Exercise brief: In the material below, take the stretch from the line containing "Each instance of the gray" through the line containing "Target: green leaf" and write it out again with every "gets a single point" swapped for "receives one point", changing nothing else. Give only those lines, without the pictures.

Extracted information:
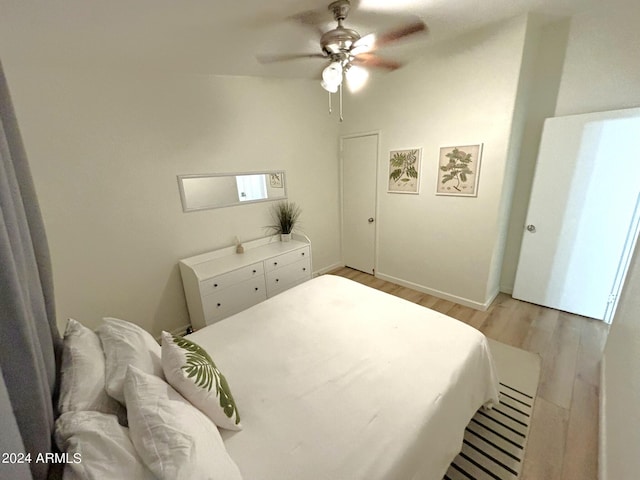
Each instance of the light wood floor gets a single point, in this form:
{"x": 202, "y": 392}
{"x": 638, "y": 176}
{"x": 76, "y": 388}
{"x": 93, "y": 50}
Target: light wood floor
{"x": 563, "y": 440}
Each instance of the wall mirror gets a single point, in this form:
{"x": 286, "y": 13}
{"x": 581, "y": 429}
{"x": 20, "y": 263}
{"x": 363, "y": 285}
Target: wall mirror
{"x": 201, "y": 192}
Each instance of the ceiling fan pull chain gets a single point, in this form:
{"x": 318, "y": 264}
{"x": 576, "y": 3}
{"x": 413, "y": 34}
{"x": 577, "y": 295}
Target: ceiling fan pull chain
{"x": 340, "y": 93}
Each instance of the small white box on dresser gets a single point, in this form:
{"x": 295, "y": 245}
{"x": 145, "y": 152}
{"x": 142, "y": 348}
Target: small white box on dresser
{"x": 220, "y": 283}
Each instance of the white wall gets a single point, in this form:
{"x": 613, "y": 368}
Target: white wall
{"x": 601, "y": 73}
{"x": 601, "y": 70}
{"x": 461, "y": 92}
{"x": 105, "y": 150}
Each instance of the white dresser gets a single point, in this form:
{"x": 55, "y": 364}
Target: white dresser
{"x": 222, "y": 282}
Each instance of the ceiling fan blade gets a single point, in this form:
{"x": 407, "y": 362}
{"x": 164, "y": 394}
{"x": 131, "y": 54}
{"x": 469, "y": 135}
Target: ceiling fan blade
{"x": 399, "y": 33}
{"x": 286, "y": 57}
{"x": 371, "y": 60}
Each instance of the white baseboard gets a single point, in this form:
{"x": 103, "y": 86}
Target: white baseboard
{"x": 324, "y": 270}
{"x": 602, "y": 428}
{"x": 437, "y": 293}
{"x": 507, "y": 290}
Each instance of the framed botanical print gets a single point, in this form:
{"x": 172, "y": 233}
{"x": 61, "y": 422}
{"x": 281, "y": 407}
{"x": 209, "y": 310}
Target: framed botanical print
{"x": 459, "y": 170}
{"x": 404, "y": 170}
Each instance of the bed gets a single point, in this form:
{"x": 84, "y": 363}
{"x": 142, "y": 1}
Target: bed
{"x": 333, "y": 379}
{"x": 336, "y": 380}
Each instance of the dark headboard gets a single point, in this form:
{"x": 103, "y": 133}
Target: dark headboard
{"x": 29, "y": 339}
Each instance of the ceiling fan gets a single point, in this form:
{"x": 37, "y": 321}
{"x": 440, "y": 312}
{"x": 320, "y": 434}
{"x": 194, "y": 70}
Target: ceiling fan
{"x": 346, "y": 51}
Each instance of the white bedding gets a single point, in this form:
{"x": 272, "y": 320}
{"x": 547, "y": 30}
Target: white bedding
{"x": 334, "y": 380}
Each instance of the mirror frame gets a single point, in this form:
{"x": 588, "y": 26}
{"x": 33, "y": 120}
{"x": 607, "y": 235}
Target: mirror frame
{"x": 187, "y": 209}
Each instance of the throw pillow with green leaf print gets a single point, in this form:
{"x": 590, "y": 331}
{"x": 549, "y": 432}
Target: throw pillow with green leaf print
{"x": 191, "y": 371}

--

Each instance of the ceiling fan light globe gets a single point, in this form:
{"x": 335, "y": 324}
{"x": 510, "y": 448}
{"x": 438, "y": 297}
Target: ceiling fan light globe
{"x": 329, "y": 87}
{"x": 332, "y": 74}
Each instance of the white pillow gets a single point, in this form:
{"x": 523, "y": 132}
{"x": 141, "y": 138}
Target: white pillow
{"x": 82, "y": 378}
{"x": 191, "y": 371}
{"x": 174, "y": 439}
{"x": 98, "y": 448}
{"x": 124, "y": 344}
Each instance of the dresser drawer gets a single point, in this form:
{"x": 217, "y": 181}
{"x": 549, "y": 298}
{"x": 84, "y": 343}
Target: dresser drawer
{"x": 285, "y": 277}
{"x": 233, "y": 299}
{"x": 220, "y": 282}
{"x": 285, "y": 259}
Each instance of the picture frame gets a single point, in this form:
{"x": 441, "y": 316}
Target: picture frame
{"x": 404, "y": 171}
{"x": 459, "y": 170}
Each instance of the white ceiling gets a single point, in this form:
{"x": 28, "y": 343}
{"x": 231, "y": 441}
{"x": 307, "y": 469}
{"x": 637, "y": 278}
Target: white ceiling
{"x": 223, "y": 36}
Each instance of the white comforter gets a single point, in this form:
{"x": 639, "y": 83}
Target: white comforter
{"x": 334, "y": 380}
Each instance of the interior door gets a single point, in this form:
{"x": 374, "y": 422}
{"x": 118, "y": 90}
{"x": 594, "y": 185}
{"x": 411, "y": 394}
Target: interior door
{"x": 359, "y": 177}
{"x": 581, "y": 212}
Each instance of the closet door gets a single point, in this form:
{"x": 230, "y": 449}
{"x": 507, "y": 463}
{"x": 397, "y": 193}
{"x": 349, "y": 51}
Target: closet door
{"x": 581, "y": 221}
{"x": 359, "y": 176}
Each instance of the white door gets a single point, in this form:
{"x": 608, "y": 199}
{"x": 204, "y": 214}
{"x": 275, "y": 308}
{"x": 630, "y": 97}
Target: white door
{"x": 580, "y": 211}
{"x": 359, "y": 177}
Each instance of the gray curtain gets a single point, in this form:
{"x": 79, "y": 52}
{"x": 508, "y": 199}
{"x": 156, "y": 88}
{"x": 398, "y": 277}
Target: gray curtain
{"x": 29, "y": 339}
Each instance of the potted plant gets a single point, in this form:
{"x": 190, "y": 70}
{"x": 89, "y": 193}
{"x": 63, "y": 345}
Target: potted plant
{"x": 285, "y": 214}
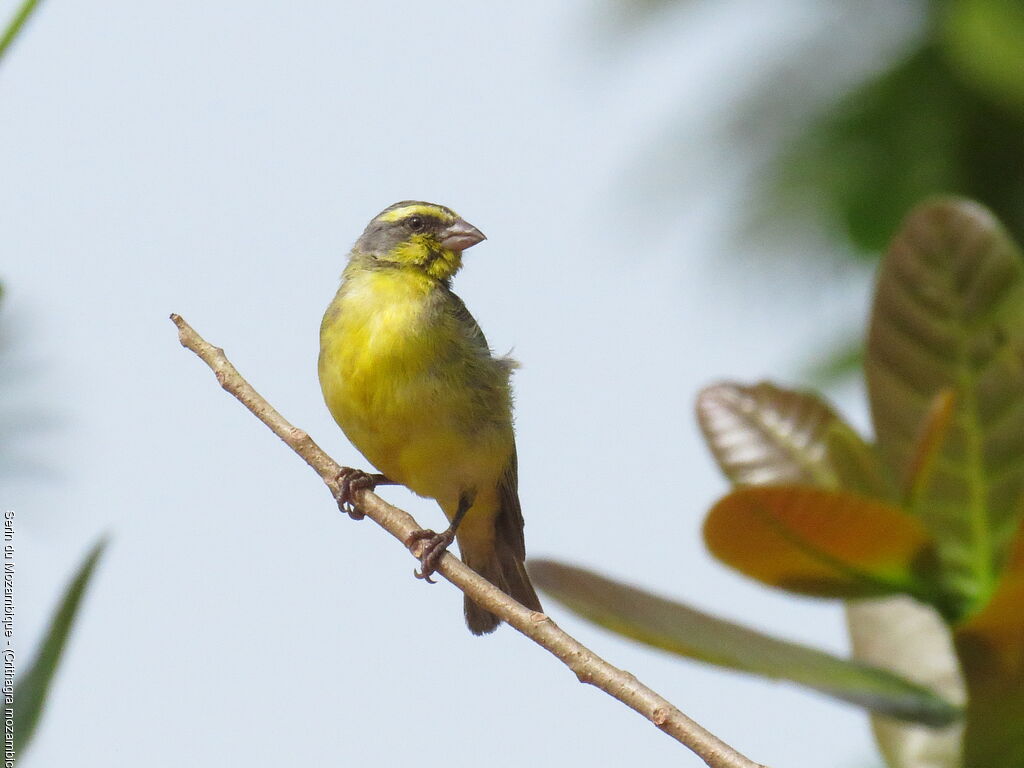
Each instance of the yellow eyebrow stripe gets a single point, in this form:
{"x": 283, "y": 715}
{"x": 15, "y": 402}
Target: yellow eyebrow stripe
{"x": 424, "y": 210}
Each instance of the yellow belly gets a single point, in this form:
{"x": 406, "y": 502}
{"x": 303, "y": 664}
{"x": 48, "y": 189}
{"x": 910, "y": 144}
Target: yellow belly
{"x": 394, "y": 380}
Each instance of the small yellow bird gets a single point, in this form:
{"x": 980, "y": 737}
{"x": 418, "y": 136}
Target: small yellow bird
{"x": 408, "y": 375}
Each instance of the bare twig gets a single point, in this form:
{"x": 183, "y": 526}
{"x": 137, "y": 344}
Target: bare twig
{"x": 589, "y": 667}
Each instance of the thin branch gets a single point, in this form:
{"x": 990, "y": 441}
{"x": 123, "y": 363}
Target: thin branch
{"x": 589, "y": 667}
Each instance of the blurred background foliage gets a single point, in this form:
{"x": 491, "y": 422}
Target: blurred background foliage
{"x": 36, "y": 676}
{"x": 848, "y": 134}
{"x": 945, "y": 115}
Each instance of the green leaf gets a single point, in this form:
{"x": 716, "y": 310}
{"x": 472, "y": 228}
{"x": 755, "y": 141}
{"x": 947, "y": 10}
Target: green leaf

Task response:
Each instance of the gray curtain receives one point, in this form:
{"x": 79, "y": 52}
{"x": 508, "y": 199}
{"x": 156, "y": 88}
{"x": 398, "y": 277}
Target: gray curtain
{"x": 29, "y": 339}
Each instance of the potted plant receives one point, in this form:
{"x": 190, "y": 70}
{"x": 89, "y": 193}
{"x": 63, "y": 345}
Target: potted plant
{"x": 285, "y": 214}
Each instance of the yellow eyebrow stripe receives one point, in this form:
{"x": 283, "y": 715}
{"x": 15, "y": 402}
Target: yellow eyebrow stripe
{"x": 424, "y": 210}
Each instance of the yellow belly receives one point, in this form:
{"x": 406, "y": 502}
{"x": 303, "y": 664}
{"x": 48, "y": 189}
{"x": 910, "y": 144}
Target: yellow belly
{"x": 394, "y": 380}
Each instance of the small yellow bird receives one point, in this form:
{"x": 980, "y": 737}
{"x": 418, "y": 136}
Target: small yellow bird
{"x": 408, "y": 375}
Each instance of the bare twig receives one point, in this form:
{"x": 183, "y": 526}
{"x": 137, "y": 344}
Target: bare twig
{"x": 589, "y": 667}
Each instance of the thin branch receives one point, in this form:
{"x": 990, "y": 441}
{"x": 123, "y": 363}
Target: thin branch
{"x": 589, "y": 667}
Each instance of the blurred background foliage receives one point, in this form:
{"x": 491, "y": 422}
Target: blurred background foliage
{"x": 36, "y": 676}
{"x": 848, "y": 134}
{"x": 945, "y": 115}
Each instance of the green leaf receives one point, in this form:
{"x": 716, "y": 310}
{"x": 472, "y": 228}
{"x": 755, "y": 141}
{"x": 947, "y": 10}
Target: green leaf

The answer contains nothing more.